→ INSTRUCTIONS TO FOLLOW
Copy every line in the records below that contains the word "this".
[[ DATA TO USE, beginning ]]
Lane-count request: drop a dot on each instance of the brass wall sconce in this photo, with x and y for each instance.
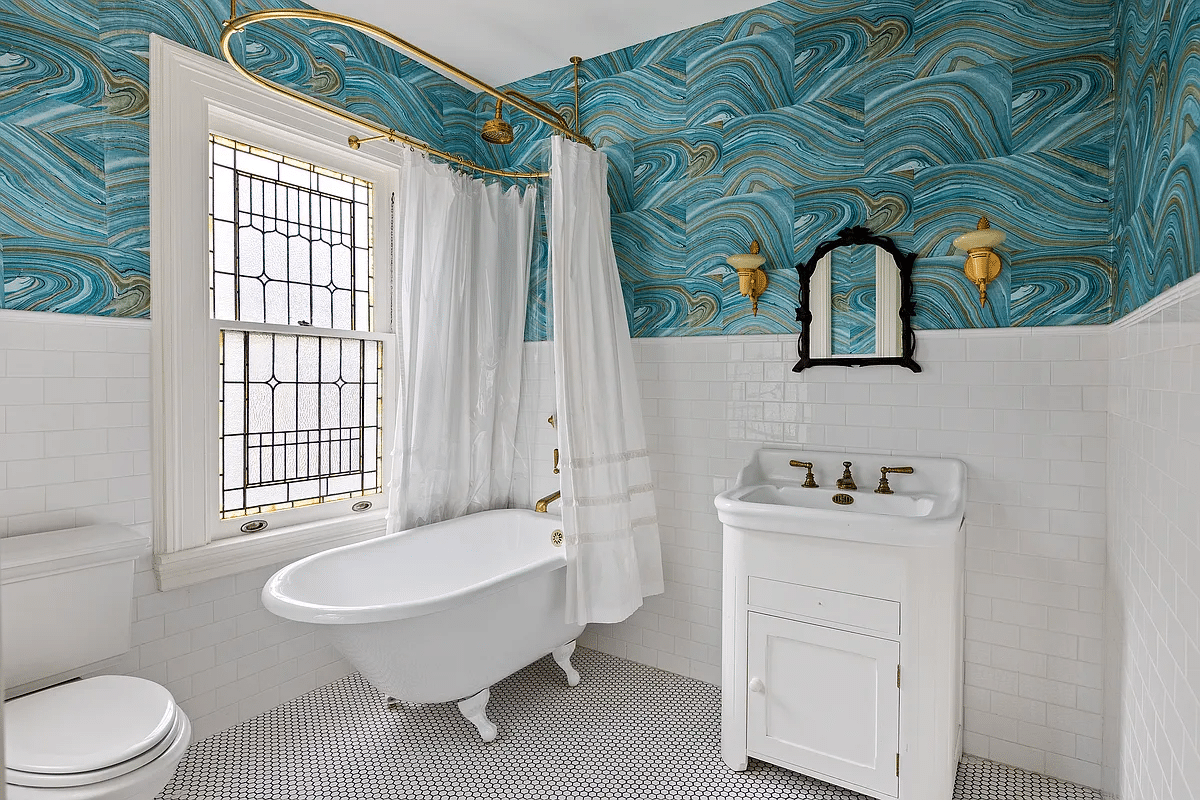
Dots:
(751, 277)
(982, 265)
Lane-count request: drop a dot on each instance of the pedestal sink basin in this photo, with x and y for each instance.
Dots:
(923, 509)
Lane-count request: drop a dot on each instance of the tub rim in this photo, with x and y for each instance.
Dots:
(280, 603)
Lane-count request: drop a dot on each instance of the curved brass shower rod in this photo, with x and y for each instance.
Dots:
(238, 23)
[[ DATA TO USE, end ]]
→ PROBLEM SOLUTION
Lane-count request: drop a dot on each instance of the brass wall sconce in this photo, with x and y for each instance.
Lane-count request: drop a dot on each instance of the pedestal sink basin in this photo, with x and y for each instance.
Lane-count request: drop a dot on each instance of the tub rim in this photo, with x and y for each instance.
Lane-count request: drop a dot on each instance of the curved brass shower rod in this photo, with x and y for each instance.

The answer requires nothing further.